## Excerpted records
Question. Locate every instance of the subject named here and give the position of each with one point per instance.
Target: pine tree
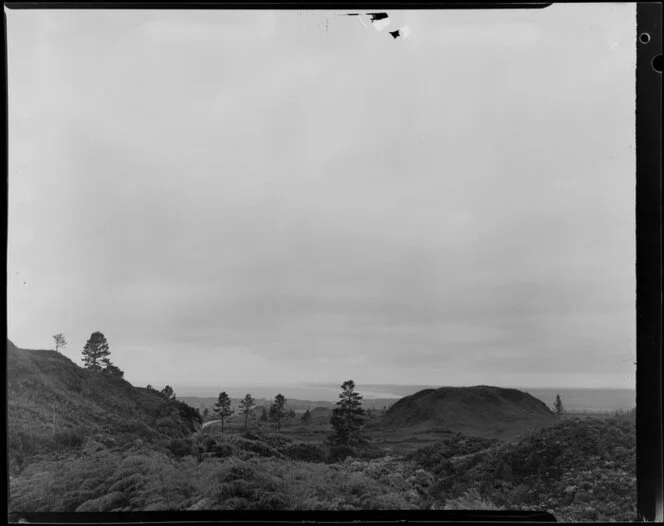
(60, 341)
(306, 417)
(95, 350)
(223, 408)
(110, 369)
(558, 408)
(279, 412)
(247, 408)
(347, 418)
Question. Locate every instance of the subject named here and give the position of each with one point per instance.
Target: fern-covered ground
(580, 469)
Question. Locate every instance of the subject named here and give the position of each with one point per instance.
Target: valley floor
(579, 469)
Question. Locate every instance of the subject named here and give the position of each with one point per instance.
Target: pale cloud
(246, 196)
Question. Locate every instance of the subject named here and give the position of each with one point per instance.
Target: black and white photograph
(323, 260)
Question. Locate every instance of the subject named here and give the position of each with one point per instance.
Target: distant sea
(574, 399)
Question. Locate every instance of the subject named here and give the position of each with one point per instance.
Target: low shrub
(305, 452)
(340, 453)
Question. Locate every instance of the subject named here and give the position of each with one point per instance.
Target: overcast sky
(246, 197)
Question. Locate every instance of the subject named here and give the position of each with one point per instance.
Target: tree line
(347, 419)
(96, 353)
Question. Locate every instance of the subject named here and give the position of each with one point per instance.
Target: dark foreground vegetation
(119, 448)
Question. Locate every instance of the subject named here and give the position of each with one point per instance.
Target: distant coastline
(574, 399)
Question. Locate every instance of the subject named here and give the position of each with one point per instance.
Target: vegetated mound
(481, 410)
(53, 403)
(581, 469)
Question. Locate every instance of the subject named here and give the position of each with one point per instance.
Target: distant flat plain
(574, 399)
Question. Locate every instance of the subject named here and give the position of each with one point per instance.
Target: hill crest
(52, 401)
(481, 410)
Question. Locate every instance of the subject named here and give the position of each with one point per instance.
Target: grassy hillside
(54, 404)
(481, 410)
(119, 448)
(581, 470)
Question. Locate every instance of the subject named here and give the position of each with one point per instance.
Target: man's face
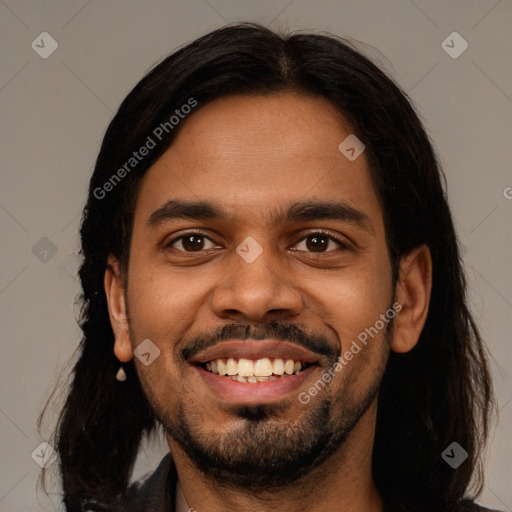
(294, 266)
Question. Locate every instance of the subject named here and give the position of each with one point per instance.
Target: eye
(319, 242)
(192, 242)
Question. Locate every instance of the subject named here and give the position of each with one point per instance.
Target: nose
(256, 291)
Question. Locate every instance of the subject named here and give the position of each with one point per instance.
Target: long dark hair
(438, 393)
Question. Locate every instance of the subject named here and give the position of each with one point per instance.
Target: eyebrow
(300, 211)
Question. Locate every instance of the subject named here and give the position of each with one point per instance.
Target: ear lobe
(413, 293)
(115, 292)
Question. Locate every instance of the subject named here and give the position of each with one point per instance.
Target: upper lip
(251, 349)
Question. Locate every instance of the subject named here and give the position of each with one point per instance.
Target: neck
(342, 483)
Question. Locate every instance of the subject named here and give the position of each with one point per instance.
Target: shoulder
(153, 492)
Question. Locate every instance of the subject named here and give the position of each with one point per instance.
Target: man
(271, 274)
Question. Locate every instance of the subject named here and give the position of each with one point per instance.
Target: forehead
(256, 154)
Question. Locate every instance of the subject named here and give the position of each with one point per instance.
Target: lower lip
(254, 392)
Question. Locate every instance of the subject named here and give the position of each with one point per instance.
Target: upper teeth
(264, 367)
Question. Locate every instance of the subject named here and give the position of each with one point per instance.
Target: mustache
(316, 343)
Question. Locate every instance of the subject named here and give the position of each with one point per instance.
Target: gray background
(54, 112)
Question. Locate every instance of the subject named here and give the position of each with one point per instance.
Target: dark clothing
(156, 494)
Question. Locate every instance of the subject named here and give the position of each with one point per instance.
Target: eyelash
(331, 237)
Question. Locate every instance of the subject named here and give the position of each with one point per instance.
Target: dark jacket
(156, 494)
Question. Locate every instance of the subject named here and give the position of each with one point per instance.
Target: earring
(121, 374)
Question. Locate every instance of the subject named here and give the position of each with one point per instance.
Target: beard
(263, 451)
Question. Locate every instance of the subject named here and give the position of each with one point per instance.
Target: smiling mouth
(252, 371)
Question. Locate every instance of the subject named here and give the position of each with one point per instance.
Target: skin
(252, 157)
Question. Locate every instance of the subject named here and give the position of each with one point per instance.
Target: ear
(413, 294)
(115, 292)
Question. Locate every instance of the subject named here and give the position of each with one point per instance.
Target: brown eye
(192, 242)
(318, 242)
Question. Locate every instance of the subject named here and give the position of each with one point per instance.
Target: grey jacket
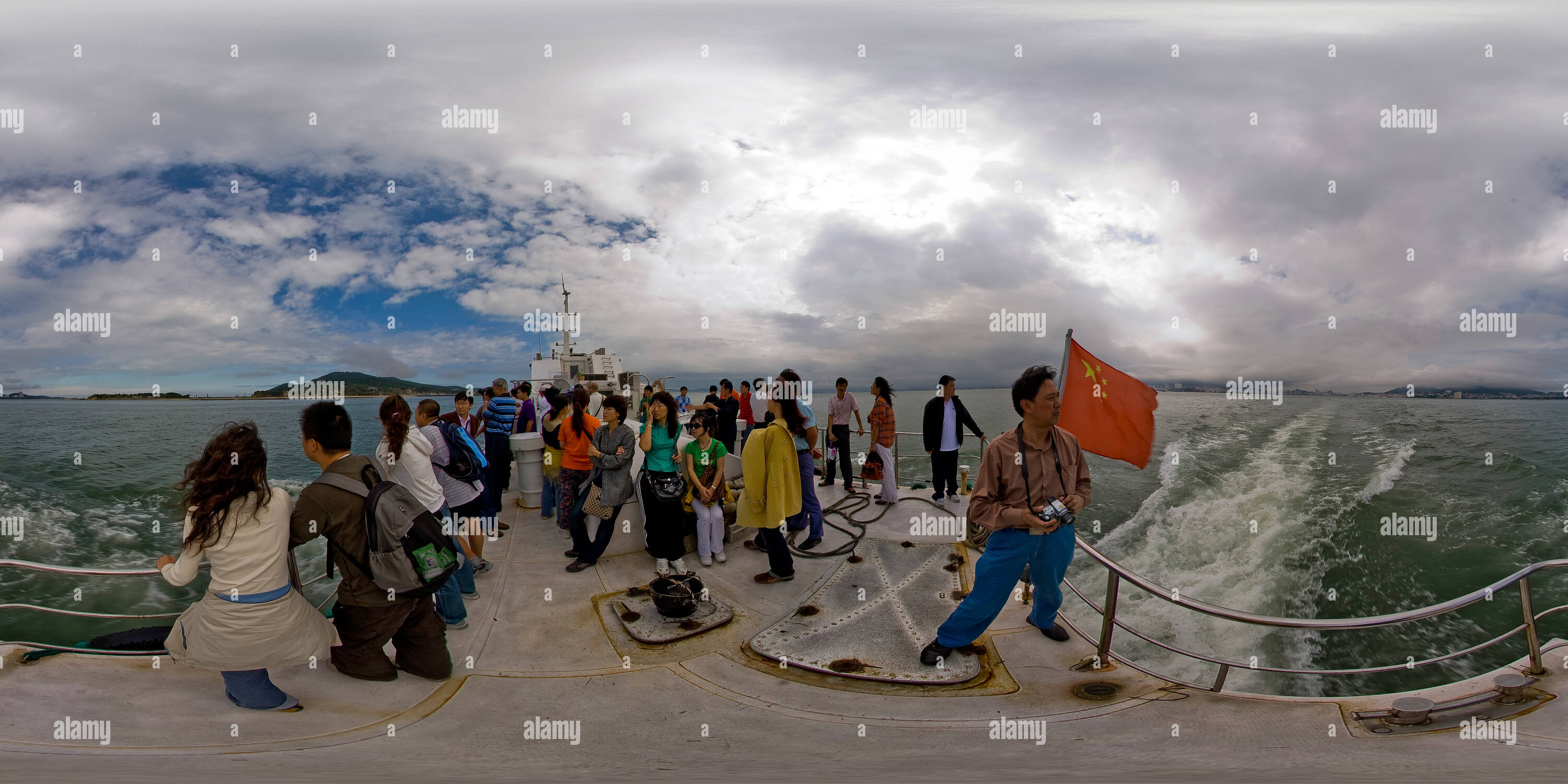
(615, 471)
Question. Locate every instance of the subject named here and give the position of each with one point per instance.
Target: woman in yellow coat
(772, 493)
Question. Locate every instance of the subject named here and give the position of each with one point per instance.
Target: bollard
(1410, 711)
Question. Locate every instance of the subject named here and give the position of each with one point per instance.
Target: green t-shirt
(701, 458)
(664, 444)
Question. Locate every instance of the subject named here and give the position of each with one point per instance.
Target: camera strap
(1023, 462)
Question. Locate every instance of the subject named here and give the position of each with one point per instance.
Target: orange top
(574, 446)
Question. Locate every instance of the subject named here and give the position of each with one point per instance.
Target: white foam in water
(1195, 537)
(1388, 472)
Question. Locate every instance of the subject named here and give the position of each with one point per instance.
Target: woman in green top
(662, 520)
(708, 499)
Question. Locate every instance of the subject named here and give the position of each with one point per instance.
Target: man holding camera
(1032, 482)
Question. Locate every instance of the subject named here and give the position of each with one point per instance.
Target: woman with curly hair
(664, 521)
(250, 618)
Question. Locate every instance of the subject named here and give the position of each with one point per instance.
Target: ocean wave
(1194, 534)
(1388, 472)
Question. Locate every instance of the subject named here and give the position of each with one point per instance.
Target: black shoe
(1057, 632)
(935, 653)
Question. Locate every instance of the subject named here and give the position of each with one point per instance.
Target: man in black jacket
(944, 432)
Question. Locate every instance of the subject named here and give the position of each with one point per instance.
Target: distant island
(364, 385)
(1402, 393)
(139, 396)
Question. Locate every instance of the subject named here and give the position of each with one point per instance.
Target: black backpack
(465, 460)
(408, 554)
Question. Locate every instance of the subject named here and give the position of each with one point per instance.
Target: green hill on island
(367, 385)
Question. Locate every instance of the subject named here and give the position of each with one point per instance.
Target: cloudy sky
(778, 189)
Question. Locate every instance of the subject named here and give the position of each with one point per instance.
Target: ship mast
(567, 309)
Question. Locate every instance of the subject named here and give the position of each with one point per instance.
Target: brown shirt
(339, 515)
(998, 501)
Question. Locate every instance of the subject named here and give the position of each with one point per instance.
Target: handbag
(872, 468)
(668, 485)
(593, 504)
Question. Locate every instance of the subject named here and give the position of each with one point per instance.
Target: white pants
(890, 474)
(709, 527)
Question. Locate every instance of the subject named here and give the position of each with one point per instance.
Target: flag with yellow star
(1111, 413)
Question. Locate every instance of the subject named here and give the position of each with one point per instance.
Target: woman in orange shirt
(576, 430)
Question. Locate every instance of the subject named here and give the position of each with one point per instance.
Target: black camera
(1056, 512)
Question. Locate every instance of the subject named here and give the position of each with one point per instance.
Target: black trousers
(841, 440)
(589, 551)
(664, 523)
(498, 476)
(944, 472)
(418, 634)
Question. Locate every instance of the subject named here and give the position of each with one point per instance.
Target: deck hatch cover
(908, 592)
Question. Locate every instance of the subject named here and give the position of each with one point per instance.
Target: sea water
(1241, 505)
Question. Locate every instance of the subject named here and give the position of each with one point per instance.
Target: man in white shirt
(839, 408)
(943, 429)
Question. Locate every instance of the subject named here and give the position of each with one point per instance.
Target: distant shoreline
(1358, 396)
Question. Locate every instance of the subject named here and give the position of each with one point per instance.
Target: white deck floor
(705, 708)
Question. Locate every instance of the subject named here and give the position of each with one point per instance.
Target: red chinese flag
(1111, 413)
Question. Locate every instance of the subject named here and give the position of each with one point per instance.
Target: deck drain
(1097, 690)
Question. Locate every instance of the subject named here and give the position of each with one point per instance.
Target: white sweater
(413, 469)
(251, 554)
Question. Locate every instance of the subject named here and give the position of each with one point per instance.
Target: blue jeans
(548, 504)
(810, 507)
(255, 690)
(449, 598)
(998, 571)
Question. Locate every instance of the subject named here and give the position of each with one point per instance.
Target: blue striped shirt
(499, 414)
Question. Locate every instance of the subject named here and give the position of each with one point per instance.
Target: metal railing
(1117, 573)
(87, 571)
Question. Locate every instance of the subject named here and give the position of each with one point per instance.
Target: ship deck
(708, 708)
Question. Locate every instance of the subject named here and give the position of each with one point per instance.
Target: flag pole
(1062, 372)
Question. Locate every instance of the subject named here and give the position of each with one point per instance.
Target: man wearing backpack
(366, 617)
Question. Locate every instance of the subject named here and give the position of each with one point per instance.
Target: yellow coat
(772, 474)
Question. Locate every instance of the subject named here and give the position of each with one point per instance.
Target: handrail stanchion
(1109, 618)
(1529, 631)
(1219, 679)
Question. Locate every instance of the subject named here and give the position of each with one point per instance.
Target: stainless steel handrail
(85, 614)
(52, 568)
(84, 570)
(1316, 623)
(1117, 573)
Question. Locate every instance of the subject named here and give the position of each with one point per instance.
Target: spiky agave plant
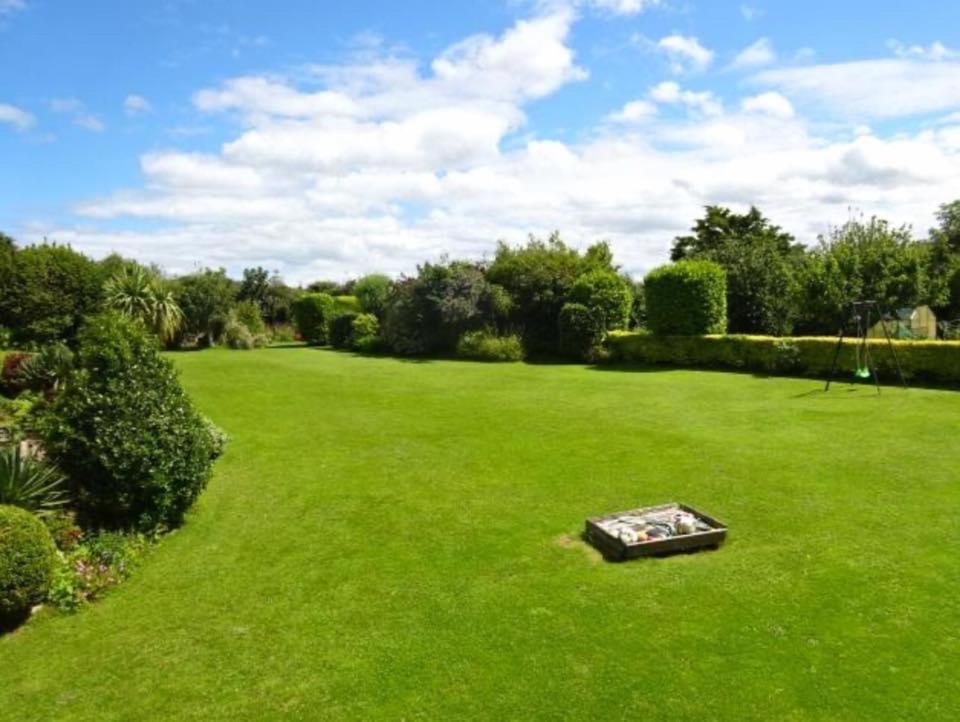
(29, 483)
(135, 293)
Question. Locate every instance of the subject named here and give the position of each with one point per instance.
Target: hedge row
(935, 361)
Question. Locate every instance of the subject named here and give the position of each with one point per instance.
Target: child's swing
(865, 367)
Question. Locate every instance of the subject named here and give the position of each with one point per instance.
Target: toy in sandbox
(654, 531)
(861, 314)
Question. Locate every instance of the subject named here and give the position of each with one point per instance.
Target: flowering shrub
(101, 561)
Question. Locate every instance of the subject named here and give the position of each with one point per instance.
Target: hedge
(934, 361)
(687, 298)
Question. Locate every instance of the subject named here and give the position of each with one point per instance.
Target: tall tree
(761, 261)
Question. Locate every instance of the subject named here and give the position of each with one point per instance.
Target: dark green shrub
(607, 294)
(237, 336)
(341, 330)
(124, 431)
(311, 314)
(486, 346)
(581, 331)
(365, 334)
(27, 561)
(687, 298)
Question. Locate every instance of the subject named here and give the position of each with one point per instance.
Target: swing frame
(861, 312)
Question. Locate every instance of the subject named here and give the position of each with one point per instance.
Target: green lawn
(399, 540)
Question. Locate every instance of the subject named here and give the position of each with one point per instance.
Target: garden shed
(908, 323)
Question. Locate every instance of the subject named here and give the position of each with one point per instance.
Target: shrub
(100, 561)
(237, 336)
(311, 314)
(10, 379)
(936, 361)
(372, 292)
(27, 559)
(248, 313)
(341, 330)
(687, 298)
(581, 331)
(486, 346)
(365, 333)
(125, 432)
(28, 483)
(607, 294)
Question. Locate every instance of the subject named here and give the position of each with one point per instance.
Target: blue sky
(327, 139)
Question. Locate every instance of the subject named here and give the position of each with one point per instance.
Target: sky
(329, 139)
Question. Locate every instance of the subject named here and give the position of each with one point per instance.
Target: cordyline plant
(29, 483)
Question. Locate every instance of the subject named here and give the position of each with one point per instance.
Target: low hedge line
(936, 361)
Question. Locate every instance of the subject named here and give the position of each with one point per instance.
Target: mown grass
(400, 540)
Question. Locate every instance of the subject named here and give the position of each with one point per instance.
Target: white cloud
(17, 117)
(685, 53)
(635, 111)
(378, 164)
(671, 93)
(891, 88)
(756, 55)
(770, 103)
(136, 105)
(622, 7)
(80, 116)
(935, 51)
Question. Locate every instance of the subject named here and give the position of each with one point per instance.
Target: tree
(205, 299)
(608, 296)
(860, 260)
(137, 294)
(51, 289)
(372, 292)
(760, 260)
(538, 277)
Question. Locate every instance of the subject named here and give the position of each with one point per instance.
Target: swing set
(861, 313)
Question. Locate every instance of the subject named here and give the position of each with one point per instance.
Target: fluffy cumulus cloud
(380, 163)
(685, 53)
(756, 55)
(17, 117)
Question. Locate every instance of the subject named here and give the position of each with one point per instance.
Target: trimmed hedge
(27, 559)
(687, 298)
(935, 361)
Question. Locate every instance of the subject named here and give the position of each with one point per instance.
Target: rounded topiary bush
(124, 430)
(581, 331)
(687, 298)
(27, 559)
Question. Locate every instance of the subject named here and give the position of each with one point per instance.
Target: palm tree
(135, 293)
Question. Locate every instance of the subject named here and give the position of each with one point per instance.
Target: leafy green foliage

## Instruction
Copy out each line of the data above that contains the word "brown".

## Solution to the problem
Target: brown eye
Target: brown shirt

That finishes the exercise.